======== Information given ========
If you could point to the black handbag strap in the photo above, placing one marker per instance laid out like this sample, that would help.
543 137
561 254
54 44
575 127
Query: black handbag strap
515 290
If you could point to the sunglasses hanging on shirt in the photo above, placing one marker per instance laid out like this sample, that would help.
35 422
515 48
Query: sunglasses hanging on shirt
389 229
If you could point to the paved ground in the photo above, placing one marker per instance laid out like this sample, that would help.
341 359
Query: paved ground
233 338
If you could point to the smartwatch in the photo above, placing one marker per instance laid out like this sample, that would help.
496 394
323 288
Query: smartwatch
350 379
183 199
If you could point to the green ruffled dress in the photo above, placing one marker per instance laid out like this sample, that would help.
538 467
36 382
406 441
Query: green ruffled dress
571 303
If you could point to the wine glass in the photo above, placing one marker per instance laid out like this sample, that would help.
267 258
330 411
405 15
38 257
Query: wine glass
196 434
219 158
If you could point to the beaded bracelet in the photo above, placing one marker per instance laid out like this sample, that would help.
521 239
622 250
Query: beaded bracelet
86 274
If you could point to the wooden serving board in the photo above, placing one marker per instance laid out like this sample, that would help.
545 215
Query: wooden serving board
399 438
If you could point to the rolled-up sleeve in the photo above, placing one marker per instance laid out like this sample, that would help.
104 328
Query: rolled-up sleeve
========
Exercise directions ▸
Rewrite every line of the listing above as a JSON list of strings, with one string per line and blank lines omitted.

Result of this task ▸
[
  "If you could point to the black handbag strap in the photo above, placing one marker per instance laid out like this sample, that would help.",
  "543 137",
  "561 254",
  "54 44",
  "575 127",
  "Query: black handbag strap",
  "515 290",
  "If you could point to the sunglasses hanging on shirt in the photo above, placing one marker per instance laid out like this sample, that would help.",
  "35 422",
  "515 48",
  "Query: sunglasses hanging on shirt",
  "389 229",
  "If you could point to the paved ground in the photo above, placing one marker per instance laid out like this sample, that would help.",
  "341 359",
  "Query: paved ground",
  "233 338",
  "If you could point to the smartwatch in the photo above, placing one marker per instance laid out like this sample, that would help.",
  "496 394",
  "323 288",
  "Query: smartwatch",
  "350 379",
  "183 199",
  "If you could point to the green ruffled dress in the photo above, placing one marker per instance laid out like this sample, that would help.",
  "538 467",
  "36 382",
  "406 441",
  "Query: green ruffled dress",
  "571 303",
  "If you could point to the wine glass in the photo above, placing one marker per instance laid out like this sample, that would help.",
  "267 258",
  "330 411",
  "405 15",
  "38 257",
  "Query: wine glass",
  "196 434",
  "219 158",
  "If you could point to the beaded bracelet in the photo above, placing one marker per instance laid out like this sample, that would help.",
  "521 239",
  "622 250",
  "Query: beaded bracelet",
  "86 274",
  "If you could point to the wooden serving board in the photo above, placing one marker per instance laid out like this sample, that would help.",
  "545 215",
  "Query: wooden serving board",
  "399 438",
  "If you could point to the rolled-up sleeve in the photo above, placing one marker per instance laid out like this sample, that would help.",
  "104 328",
  "Query: rolled-up sleeve"
]